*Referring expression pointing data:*
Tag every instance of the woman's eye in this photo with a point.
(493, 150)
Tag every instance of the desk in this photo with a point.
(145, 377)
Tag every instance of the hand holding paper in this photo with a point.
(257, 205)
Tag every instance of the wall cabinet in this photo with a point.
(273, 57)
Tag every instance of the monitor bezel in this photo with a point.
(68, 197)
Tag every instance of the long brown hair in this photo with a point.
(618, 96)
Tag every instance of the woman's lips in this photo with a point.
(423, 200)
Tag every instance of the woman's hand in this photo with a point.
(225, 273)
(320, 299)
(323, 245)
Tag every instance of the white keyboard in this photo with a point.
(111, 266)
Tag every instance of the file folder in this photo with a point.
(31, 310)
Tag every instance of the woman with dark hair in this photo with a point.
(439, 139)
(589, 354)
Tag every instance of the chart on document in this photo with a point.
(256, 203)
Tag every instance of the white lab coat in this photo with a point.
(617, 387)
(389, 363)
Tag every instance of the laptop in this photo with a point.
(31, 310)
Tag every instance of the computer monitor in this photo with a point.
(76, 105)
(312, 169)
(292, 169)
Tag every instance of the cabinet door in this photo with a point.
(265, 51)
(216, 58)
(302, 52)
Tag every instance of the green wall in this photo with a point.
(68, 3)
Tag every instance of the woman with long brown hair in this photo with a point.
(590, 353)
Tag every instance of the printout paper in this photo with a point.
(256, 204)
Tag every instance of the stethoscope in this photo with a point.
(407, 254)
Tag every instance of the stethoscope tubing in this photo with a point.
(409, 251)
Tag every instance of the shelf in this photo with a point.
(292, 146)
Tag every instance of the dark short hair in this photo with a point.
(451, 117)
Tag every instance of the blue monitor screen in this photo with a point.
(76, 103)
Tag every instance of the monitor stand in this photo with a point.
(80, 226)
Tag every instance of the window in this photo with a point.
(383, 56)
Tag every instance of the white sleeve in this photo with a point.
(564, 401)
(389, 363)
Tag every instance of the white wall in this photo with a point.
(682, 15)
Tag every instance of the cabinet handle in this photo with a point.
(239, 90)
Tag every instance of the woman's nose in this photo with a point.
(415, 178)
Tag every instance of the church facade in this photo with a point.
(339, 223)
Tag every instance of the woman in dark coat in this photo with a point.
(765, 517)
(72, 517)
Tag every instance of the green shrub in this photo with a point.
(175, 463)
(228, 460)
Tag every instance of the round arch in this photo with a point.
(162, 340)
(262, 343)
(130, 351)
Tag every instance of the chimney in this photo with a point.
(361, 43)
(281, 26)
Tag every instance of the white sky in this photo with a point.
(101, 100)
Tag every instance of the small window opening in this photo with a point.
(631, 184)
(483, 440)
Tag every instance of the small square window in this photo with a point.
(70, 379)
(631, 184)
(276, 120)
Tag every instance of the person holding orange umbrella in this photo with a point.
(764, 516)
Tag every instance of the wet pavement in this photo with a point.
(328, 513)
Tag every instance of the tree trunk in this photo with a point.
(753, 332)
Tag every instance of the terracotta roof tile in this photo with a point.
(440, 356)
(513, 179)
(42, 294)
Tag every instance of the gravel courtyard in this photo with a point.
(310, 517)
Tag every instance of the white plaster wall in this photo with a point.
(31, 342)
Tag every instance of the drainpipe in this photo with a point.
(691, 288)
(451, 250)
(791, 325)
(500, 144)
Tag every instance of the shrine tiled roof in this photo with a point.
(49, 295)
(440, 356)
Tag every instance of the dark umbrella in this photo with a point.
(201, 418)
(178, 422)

*Aim of the task:* Every record above must appear again in the answer, unchanged.

*Task solution:*
Tag every instance of the woman's eye in this photo with a point.
(493, 150)
Tag every instance of the desk in this photo with a point.
(145, 377)
Tag every instance of the hand holding paper in this photo with a point.
(257, 205)
Tag every instance of the wall cabinet in this photo with a point.
(273, 57)
Tag every instance of the monitor bezel in this photo with a point.
(68, 197)
Tag every instance of the long brown hair in this photo with a point.
(618, 96)
Tag every instance of the woman's lips in this photo with a point.
(423, 200)
Tag every instance of the woman's hand in this photo with a point.
(225, 273)
(320, 299)
(323, 245)
Tag every instance of the white keyboard in this photo with a point.
(111, 266)
Tag every instance of the file folder in this photo with a point.
(31, 310)
Tag every instance of the woman with dark hair in this photo with a point.
(439, 139)
(589, 354)
Tag every instance of the chart on document in this photo with a point.
(256, 203)
Tag every instance of the white lab coat in this photo with a point.
(617, 387)
(389, 363)
Tag every instance of the laptop in this photo with a point.
(31, 310)
Tag every instance of the computer monitor in this photo with a point.
(76, 105)
(312, 169)
(292, 169)
Tag every instance of the cabinet door in this photo with a point.
(265, 51)
(216, 58)
(302, 52)
Tag every instance of the green wall in this photo with a point.
(68, 3)
Tag every instance of the woman with long brown hair in this photo with a point.
(590, 353)
Tag every instance of the printout paper in this photo with a point.
(256, 204)
Tag every instance of the stethoscope in this photo with a point.
(407, 254)
Tag every instance of the stethoscope tubing in this photo with a point.
(409, 251)
Tag every instance of the shelf in this photo with a point.
(292, 146)
Tag every instance of the dark short hair in this photo with a point.
(451, 117)
Tag every instance of the blue monitor screen in this photo with a point.
(76, 103)
Tag every instance of the monitor stand in this photo with a point.
(80, 226)
Tag every instance of the window in this photo with a point.
(383, 56)
Tag every instance of the white sleeve in this photo with a point.
(564, 401)
(389, 363)
Tag every instance of the white wall in this photo with a point.
(682, 15)
Tag every instance of the cabinet handle in this photo with a point.
(239, 90)
Tag every instance of the woman's nose in this photo with a point.
(415, 178)
Tag every instance of the church facade in this photo with a point.
(339, 223)
Tag every instance of the woman in dark coat in this photo with a point.
(765, 517)
(72, 517)
Tag every instance of the green shrub in this photo with a point.
(175, 463)
(228, 460)
Tag every instance of the round arch in this photo with a point.
(162, 340)
(262, 343)
(130, 351)
Tag every instance of the chimney in this photo with a point.
(361, 43)
(281, 26)
Tag every instance of the white sky in this photo with a point.
(101, 100)
Tag every instance of the small window opening in this photo with a point.
(631, 184)
(483, 440)
Tag every instance of the small square window in this photo with a point.
(70, 379)
(631, 184)
(276, 120)
Tag every instance of the person holding orange umbrella in this photo with a point.
(764, 516)
Tag every instance of the wet pavement in this photo with a point.
(328, 513)
Tag every instance of the tree trunk in this photo with a point.
(753, 332)
Tag every instance of the terracotta roof tile in this photo with a point.
(440, 356)
(513, 179)
(42, 294)
Tag every instance of the gravel courtyard in this photo with a point.
(310, 517)
Tag every instance of the white plaster wall in this photo with a point.
(31, 342)
Tag every instance of the drainpipe in this photo with a point.
(691, 288)
(451, 250)
(791, 325)
(500, 144)
Tag every instance of the shrine tiled roof in this photo with a point.
(49, 295)
(440, 356)
Tag every instance of the dark umbrella in this photo with a point.
(201, 418)
(178, 422)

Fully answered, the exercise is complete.